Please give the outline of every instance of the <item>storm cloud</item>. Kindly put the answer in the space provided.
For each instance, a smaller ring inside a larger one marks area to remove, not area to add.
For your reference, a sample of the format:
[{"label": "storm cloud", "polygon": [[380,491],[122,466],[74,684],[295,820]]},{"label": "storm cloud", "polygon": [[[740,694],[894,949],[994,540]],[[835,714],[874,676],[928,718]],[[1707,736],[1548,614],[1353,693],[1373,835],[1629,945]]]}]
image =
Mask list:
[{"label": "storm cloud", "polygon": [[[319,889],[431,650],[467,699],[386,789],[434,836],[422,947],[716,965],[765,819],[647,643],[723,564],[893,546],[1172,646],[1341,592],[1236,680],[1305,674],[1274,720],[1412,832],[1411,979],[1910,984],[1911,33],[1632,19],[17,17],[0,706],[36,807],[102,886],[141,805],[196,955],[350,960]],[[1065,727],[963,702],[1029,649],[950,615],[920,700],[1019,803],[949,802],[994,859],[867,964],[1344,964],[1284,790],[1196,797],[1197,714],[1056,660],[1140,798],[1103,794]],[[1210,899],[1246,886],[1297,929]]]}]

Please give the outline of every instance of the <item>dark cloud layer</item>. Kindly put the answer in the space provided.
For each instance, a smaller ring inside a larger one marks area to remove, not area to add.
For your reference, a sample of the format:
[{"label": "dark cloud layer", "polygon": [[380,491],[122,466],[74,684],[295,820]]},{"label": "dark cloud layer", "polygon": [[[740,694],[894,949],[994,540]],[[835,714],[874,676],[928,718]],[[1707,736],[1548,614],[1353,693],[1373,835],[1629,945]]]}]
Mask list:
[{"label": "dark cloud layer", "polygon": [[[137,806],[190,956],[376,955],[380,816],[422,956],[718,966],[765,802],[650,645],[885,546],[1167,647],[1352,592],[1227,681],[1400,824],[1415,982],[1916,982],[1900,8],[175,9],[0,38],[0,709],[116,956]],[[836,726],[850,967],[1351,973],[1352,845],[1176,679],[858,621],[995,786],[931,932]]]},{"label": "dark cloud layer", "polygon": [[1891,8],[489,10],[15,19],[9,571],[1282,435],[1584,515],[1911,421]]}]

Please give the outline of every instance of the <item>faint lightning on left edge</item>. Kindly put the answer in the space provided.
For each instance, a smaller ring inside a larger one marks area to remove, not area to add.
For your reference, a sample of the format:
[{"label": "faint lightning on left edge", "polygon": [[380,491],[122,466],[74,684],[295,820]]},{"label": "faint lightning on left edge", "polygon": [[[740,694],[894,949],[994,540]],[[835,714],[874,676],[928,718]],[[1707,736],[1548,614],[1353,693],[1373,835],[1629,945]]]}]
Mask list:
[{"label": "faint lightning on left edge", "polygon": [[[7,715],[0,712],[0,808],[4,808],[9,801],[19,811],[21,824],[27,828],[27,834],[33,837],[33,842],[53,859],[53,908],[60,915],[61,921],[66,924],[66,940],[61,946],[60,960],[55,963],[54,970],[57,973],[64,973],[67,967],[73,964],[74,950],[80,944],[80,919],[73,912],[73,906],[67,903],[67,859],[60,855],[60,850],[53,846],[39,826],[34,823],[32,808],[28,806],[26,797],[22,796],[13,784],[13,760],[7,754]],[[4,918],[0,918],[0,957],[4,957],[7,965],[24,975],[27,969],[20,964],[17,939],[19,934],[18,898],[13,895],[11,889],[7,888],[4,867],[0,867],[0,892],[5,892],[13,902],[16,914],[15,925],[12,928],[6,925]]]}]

> Action item:
Give back every line above, unchanged.

> Response to this task:
Please give the outline of every instance of the <item>storm cloud</item>. Kindly put the answer in the space provided.
For each instance, a smaller ring inside a larger one marks area to remove, not area to add.
For your reference, a sample of the format:
[{"label": "storm cloud", "polygon": [[380,491],[122,466],[74,684],[295,820]]},{"label": "storm cloud", "polygon": [[[740,694],[894,949],[994,540]],[[835,714],[874,676],[928,718]],[[1707,736],[1548,614],[1353,693],[1373,835],[1629,945]]]}]
image =
Mask list:
[{"label": "storm cloud", "polygon": [[[319,889],[431,650],[467,699],[386,789],[434,836],[422,947],[716,965],[765,819],[647,643],[723,564],[893,546],[1172,646],[1341,592],[1236,680],[1305,674],[1274,720],[1412,832],[1411,979],[1910,984],[1911,33],[1632,19],[17,17],[0,706],[36,807],[102,886],[141,805],[196,955],[350,960]],[[1065,727],[963,702],[1029,649],[950,615],[920,700],[1019,803],[949,802],[994,859],[867,964],[1344,964],[1284,790],[1196,797],[1197,714],[1056,660],[1140,798],[1103,794]],[[1210,899],[1246,886],[1297,929]]]}]

Please give the outline of every instance of the <item>dark cloud layer</item>. Kindly put the answer in the space provided.
For each instance, a smaller ring inside a larger one marks area to remove, not area to add.
For your reference, a sample of the format:
[{"label": "dark cloud layer", "polygon": [[380,491],[122,466],[74,684],[295,820]]},{"label": "dark cloud layer", "polygon": [[[740,694],[894,949],[994,540]],[[835,714],[874,676],[928,718]],[[1707,736],[1548,614],[1353,693],[1373,835],[1629,945]]]}]
Mask list:
[{"label": "dark cloud layer", "polygon": [[[137,806],[190,956],[376,955],[380,816],[422,956],[718,966],[765,802],[650,645],[885,546],[1167,647],[1352,592],[1227,681],[1400,824],[1415,982],[1916,982],[1900,8],[175,9],[0,38],[0,709],[116,956]],[[836,726],[850,967],[1351,973],[1352,845],[1176,679],[858,621],[995,786],[931,932]]]},{"label": "dark cloud layer", "polygon": [[1891,8],[489,10],[15,19],[9,571],[1282,435],[1584,515],[1911,421]]}]

Please give the outline of every instance of the <item>faint lightning on left edge</item>. Kindly put the answer in the space provided.
For each instance, a smaller ring inside a larger one marks area to remove, not area to add.
For your reference, a sample of the format:
[{"label": "faint lightning on left edge", "polygon": [[380,491],[122,466],[74,684],[295,820]]},{"label": "faint lightning on left edge", "polygon": [[[740,694],[894,949],[994,540]],[[835,714],[874,676],[928,718]],[[1707,736],[1548,614],[1353,693],[1373,835],[1629,945]]]}]
Mask list:
[{"label": "faint lightning on left edge", "polygon": [[[7,715],[0,712],[0,808],[4,808],[9,801],[19,811],[21,824],[27,828],[27,834],[33,837],[33,842],[53,859],[53,908],[60,915],[61,921],[66,924],[66,940],[61,946],[60,960],[55,963],[54,970],[57,973],[64,973],[67,967],[73,964],[74,950],[80,944],[80,919],[73,912],[73,906],[67,903],[67,859],[60,855],[60,850],[53,846],[39,826],[34,823],[32,808],[28,806],[26,797],[22,796],[13,784],[13,760],[7,754]],[[4,918],[0,918],[0,957],[4,957],[7,965],[24,975],[27,969],[20,964],[17,939],[19,934],[18,898],[13,895],[11,889],[7,888],[4,867],[0,867],[0,892],[5,892],[13,902],[16,914],[15,925],[12,928],[6,925]]]}]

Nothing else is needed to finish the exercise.